Aim of the exercise: Reproduce the records verbatim, starting at the line that contains "Definition first: for each instance of the bowl" and continuing through the end of the records.

--- Begin ---

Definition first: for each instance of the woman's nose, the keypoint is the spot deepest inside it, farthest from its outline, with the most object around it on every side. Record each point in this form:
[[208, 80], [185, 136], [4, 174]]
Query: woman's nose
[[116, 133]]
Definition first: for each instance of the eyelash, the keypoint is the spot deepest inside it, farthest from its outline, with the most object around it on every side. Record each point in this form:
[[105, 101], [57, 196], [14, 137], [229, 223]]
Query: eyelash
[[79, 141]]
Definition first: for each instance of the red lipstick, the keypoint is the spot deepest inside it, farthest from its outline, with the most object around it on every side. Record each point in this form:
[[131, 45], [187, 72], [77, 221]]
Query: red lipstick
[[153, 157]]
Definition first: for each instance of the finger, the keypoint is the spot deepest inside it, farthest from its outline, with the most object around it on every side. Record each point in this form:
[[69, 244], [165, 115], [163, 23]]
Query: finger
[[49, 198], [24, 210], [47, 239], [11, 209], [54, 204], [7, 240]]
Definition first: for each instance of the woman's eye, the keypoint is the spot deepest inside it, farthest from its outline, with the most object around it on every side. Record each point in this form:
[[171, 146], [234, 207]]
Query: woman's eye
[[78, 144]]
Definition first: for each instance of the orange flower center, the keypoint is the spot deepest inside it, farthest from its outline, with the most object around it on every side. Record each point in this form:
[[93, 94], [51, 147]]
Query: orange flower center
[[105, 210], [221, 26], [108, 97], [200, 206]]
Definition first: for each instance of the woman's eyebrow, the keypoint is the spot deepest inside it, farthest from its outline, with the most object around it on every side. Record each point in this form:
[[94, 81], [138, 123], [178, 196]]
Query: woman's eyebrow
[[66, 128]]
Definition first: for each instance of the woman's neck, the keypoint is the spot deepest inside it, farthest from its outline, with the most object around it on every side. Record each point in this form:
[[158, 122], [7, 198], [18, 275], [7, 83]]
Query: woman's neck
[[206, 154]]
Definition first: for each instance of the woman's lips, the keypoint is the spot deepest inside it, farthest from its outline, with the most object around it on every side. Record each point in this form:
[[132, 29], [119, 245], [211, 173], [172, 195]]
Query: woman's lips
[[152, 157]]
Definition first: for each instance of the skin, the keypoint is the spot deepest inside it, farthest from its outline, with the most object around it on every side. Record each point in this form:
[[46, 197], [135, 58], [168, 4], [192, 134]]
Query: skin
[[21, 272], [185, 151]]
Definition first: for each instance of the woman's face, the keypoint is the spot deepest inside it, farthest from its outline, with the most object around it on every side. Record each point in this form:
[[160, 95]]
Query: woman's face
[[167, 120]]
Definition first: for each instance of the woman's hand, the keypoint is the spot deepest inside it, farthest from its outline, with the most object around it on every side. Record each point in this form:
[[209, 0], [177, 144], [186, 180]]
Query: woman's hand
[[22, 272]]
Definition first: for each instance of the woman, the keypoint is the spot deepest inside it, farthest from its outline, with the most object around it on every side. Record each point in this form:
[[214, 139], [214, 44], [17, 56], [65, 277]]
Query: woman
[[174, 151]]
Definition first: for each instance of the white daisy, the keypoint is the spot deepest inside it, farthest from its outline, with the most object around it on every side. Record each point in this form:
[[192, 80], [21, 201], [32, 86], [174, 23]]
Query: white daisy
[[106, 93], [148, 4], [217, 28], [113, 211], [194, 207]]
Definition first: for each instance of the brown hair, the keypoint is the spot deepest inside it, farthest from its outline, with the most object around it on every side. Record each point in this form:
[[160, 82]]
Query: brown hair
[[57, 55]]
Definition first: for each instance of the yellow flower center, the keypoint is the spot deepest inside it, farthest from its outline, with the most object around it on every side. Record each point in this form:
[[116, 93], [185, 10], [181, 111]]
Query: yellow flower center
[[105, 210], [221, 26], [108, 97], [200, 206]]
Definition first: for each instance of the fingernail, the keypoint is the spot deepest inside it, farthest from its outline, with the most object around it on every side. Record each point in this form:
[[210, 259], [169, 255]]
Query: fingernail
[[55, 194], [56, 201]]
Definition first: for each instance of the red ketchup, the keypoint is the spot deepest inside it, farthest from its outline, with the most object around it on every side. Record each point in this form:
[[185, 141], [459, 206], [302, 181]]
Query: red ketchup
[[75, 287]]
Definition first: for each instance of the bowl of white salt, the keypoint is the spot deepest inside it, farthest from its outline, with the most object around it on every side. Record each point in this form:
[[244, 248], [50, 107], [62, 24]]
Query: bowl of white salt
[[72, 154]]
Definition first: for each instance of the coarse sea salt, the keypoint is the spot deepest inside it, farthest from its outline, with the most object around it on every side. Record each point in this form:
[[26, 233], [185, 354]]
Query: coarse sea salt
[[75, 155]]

--- End ---

Task solution:
Definition first: for each instance of the bowl of white salt, the keypoint is the spot deepest inside it, farthest from its outline, with the most object around it on every side. Record each point in this form:
[[244, 248], [50, 107], [62, 24]]
Query: bowl of white salt
[[72, 154]]
Definition first: for each instance of the coarse sea salt, the keypoint is the spot deepest inside it, farthest from its outline, with the most object around it on every side. Record each point in this form:
[[26, 233], [185, 354]]
Query: coarse sea salt
[[75, 155]]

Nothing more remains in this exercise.